WORK TO COMPLETE. Restate, word for word, each record that follows.

DATA PROVIDED.
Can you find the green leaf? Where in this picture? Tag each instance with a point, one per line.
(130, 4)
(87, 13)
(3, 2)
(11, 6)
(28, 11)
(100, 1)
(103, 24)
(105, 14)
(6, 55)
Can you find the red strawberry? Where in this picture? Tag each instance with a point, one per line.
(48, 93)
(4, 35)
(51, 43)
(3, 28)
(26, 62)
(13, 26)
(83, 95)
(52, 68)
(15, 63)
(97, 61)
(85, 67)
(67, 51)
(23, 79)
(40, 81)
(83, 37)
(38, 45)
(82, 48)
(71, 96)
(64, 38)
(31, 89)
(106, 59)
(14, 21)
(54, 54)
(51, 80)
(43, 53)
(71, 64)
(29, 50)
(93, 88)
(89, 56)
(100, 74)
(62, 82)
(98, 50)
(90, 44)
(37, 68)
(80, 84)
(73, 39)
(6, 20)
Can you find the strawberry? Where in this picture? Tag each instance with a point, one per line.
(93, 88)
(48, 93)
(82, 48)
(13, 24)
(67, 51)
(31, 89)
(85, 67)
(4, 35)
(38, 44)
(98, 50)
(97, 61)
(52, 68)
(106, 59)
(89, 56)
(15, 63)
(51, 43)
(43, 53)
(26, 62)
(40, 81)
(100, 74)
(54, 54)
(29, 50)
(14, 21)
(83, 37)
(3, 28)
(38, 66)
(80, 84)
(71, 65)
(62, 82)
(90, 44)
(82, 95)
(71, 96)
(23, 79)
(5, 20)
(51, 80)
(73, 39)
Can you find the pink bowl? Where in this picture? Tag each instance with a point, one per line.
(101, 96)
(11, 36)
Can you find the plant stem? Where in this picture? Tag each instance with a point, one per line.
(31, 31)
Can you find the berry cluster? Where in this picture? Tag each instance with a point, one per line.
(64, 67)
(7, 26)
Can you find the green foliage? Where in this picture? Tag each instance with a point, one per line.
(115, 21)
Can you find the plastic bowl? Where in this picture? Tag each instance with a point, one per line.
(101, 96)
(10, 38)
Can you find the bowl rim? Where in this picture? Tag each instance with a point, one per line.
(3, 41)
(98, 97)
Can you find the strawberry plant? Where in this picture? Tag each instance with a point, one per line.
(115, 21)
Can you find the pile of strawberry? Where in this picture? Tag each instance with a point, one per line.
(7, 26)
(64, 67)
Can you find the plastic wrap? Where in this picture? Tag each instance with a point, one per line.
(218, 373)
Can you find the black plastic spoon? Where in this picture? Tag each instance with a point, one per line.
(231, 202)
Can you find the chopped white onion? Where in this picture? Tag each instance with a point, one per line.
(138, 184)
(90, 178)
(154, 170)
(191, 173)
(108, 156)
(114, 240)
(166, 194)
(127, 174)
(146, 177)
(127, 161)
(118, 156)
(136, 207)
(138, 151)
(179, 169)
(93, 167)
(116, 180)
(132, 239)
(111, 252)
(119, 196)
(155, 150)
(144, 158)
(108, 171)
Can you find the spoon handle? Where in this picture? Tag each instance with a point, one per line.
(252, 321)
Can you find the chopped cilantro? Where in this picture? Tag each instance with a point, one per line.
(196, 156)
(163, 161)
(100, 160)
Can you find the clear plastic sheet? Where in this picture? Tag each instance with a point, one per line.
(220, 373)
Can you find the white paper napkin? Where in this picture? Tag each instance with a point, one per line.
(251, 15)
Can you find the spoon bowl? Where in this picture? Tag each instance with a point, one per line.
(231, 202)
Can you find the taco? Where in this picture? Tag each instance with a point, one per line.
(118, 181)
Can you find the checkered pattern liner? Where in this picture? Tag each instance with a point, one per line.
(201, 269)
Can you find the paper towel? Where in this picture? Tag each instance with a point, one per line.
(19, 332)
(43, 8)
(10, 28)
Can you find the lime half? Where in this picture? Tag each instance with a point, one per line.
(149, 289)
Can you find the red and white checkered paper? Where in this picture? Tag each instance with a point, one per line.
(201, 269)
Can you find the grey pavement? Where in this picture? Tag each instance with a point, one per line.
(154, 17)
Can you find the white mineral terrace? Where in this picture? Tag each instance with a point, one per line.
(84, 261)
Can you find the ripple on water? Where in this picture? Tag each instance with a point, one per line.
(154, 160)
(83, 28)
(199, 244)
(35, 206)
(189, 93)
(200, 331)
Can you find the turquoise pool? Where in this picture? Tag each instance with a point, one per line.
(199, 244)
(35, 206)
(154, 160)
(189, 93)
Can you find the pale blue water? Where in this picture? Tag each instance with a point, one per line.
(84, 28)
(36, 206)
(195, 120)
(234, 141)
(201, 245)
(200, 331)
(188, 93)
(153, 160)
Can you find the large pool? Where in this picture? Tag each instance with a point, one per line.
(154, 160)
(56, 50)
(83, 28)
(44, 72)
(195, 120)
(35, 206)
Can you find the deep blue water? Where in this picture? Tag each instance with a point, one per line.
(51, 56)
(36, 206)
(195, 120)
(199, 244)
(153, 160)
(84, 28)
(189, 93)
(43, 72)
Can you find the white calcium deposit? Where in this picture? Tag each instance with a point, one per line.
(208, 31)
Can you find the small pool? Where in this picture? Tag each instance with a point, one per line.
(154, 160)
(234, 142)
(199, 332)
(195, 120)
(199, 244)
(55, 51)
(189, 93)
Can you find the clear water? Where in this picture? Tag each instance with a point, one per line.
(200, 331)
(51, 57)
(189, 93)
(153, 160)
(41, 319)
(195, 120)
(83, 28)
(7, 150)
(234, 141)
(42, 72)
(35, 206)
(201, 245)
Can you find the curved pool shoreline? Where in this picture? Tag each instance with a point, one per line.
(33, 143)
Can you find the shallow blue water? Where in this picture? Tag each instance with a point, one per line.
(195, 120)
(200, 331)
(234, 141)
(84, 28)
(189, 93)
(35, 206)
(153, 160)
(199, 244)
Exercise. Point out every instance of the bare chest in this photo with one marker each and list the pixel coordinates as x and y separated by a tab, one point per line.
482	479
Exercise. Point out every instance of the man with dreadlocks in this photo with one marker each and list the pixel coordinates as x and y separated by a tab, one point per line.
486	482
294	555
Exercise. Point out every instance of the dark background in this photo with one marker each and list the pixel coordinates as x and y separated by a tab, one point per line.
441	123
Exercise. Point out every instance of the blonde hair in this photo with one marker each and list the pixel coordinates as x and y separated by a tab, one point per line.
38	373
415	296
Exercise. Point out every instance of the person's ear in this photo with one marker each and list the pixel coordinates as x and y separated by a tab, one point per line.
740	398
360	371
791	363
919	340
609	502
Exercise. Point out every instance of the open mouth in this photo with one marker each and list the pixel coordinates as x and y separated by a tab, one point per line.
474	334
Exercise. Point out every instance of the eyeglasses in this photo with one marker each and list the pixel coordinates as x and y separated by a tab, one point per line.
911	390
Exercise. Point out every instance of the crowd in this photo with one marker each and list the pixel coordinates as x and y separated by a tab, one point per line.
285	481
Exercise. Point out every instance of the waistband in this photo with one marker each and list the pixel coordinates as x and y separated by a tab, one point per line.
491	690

TASK RESPONSE.
Can you find the green leaf? Where in this picture? Tag each instance with a point, one per line.
(130, 4)
(87, 13)
(3, 2)
(11, 6)
(28, 11)
(100, 1)
(103, 24)
(105, 14)
(6, 55)
Can you find the red strawberry? Where in this picture? Tag each instance with a point, one per line.
(48, 93)
(4, 35)
(51, 43)
(3, 28)
(26, 62)
(13, 26)
(83, 95)
(52, 68)
(15, 63)
(97, 61)
(85, 67)
(67, 51)
(23, 79)
(40, 81)
(83, 37)
(38, 45)
(82, 48)
(71, 96)
(64, 38)
(31, 89)
(106, 59)
(14, 21)
(54, 54)
(51, 80)
(43, 53)
(71, 64)
(29, 50)
(93, 88)
(89, 56)
(100, 74)
(62, 82)
(98, 50)
(90, 44)
(37, 68)
(80, 84)
(73, 39)
(6, 20)
Can you find the strawberry? Where in this picture? Tag each instance with a point, one per line.
(93, 88)
(48, 93)
(82, 48)
(13, 24)
(67, 51)
(31, 89)
(85, 67)
(4, 35)
(38, 44)
(98, 50)
(97, 61)
(52, 68)
(106, 59)
(89, 56)
(15, 63)
(51, 43)
(43, 53)
(26, 62)
(40, 81)
(100, 74)
(54, 54)
(29, 50)
(14, 21)
(83, 37)
(3, 28)
(38, 66)
(80, 84)
(71, 65)
(62, 82)
(90, 44)
(82, 95)
(71, 96)
(23, 79)
(5, 20)
(51, 80)
(73, 39)
Can you find the pink bowl? Where in this picture? Tag each instance with a point, one per line.
(101, 96)
(11, 36)
Can you find the plant stem? Where in this picture? Tag each instance with a point, one per line.
(31, 31)
Can you find the berry cluster? Where in this picture? Tag each instance with a point, one per line.
(64, 67)
(7, 26)
Can you find the green foliage? Where in this picture? Tag each instance with a point, one per line.
(115, 21)
Can you find the plastic bowl? Where in this picture? Tag each instance with a point, one per line.
(101, 96)
(10, 38)
Can you find the bowl rim? Where in this picture? Tag each instance with a point, one per line.
(3, 41)
(98, 97)
Can you find the strawberry plant? Where in this picture? Tag each instance with a point, one per line.
(115, 21)
Can you find the pile of strawberry? Where in this picture? Tag each instance with a point, one per line.
(7, 26)
(64, 67)
Can you find the plastic wrap? Where in this picture? Tag each instance with a point, one per line.
(218, 373)
Can you find the black plastic spoon? Where in this picture? Tag each instance with a point, one per line.
(231, 202)
Can you find the chopped white onion? Where in this picture? Tag each instance with a point, one per line.
(138, 184)
(90, 178)
(154, 170)
(191, 173)
(108, 156)
(114, 240)
(166, 194)
(127, 174)
(146, 177)
(127, 161)
(118, 156)
(136, 207)
(138, 151)
(179, 169)
(93, 167)
(116, 180)
(132, 239)
(111, 252)
(119, 196)
(155, 150)
(144, 158)
(108, 171)
Can you find the spoon handle? Where in this picture? Tag each instance with a point, one per line.
(252, 321)
Can you find the chopped cilantro? Where in this picture? Tag each instance with a point, one per line.
(196, 156)
(163, 161)
(100, 160)
Can you find the clear plastic sheet? Where in this picture? Tag each instance with a point, one per line.
(220, 373)
Can you find the white paper napkin? Where in this picture? Tag each instance with a point, one per line.
(251, 15)
Can you find the spoon bowl? Where in this picture? Tag each instance with a point, one per line.
(231, 202)
Can you find the taco? Where in this picture? Tag each instance with a point, one per line.
(118, 181)
Can you find the checkered pattern liner? Where in this picture? Tag each instance with a point, one per line.
(201, 269)
Can you find the paper towel? Where in this picture? Tag each instance with a point, one per line.
(19, 332)
(43, 8)
(10, 28)
Can you find the lime half? Where in this picture? Tag each instance with a point, one per line.
(149, 289)
Can you find the red and white checkered paper? Where in this picture? Tag each instance with a point, one per line.
(201, 269)
Can you find the grey pavement? Where in this picture? Tag each instance with a point, one per line.
(154, 17)
Can you find the white mineral terrace? Where in this picture? Tag each instance with a point, one per line.
(84, 261)
Can you find the ripple on water? Where in this picture? Tag each instance with a point, one per line.
(154, 160)
(83, 28)
(199, 244)
(35, 206)
(189, 93)
(200, 331)
Can you find the turquoise pool? Where in this picture? Tag each instance with a point, one per line.
(199, 244)
(35, 206)
(154, 160)
(189, 93)
Can you find the pale blue water? Where in this picture? Tag each instance with a point, one per line.
(84, 28)
(36, 206)
(195, 120)
(234, 141)
(201, 245)
(200, 331)
(188, 93)
(153, 160)
Can you find the large pool? Where in this picture? Tag each instance with a point, one per line.
(154, 160)
(56, 50)
(83, 28)
(44, 72)
(195, 120)
(35, 206)
Can you find the deep blue water? Where in this picture? Tag each instance with a point, one per line.
(51, 56)
(36, 206)
(195, 120)
(199, 244)
(153, 160)
(84, 28)
(189, 93)
(43, 72)
Can you find the white calcium deposit? Where in this picture? Tag each instance with a point, one per line.
(208, 31)
Can you find the small pool? Where in this picture? Tag each instance with a point, one per line.
(154, 160)
(234, 142)
(199, 332)
(195, 120)
(199, 244)
(55, 51)
(189, 93)
Can you find the clear water? Where in this picture? Tag each instance with a point, one per line.
(200, 331)
(51, 57)
(189, 93)
(153, 160)
(41, 319)
(195, 120)
(83, 28)
(7, 150)
(234, 141)
(42, 72)
(35, 206)
(201, 245)
Can you find the curved pool shoreline? Where in this picture? Tag each instance with a point, one per line.
(33, 143)
Can you find the shallow blue water? Where in this picture? Tag each instance with a point, one per line.
(195, 120)
(200, 331)
(234, 141)
(84, 28)
(189, 93)
(35, 206)
(153, 160)
(199, 244)
Exercise. Point out every instance of the bare chest in this photo with one marker each and list the pixel coordinates as x and y separated by a tab, one point per line.
482	479
Exercise. Point out every instance of the man with dreadlocks in this photo with one marker each and list the pixel coordinates as x and y separated by a tab, one point per line.
486	482
294	555
Exercise. Point out every instance of the dark background in this photo with one marker each and list the pixel coordinates as x and y separated by a tab, one point per line.
441	123
Exercise. Point out every instance of the blonde hair in this photo with one marker each and list the pixel coordinates as x and y separated by a tab, one point per line.
38	373
415	296
Exercise. Point out every instance of the person's ear in this photo with one marker each and list the pixel coordinates as x and y separated by a tab, one point per line.
740	398
360	371
791	363
919	340
609	502
Exercise. Point out every instance of the open mouth in this photo with one marker each and list the pixel coordinates as x and y separated by a tab, one point per line.
474	334
Exercise. Point out every instance of the eyeglasses in this photo with one marker each and list the pixel coordinates as x and y separated by a tab, one point per line.
911	390
Exercise. Point out every instance of the crowd in this photo with one marker each and list the pixel coordinates as x and y separated by a tab, one point per line.
285	481
Exercise. Point out every instance of the waistband in this photo with one marker each and list the pixel coordinates as x and y separated by a tab, one point per line.
491	690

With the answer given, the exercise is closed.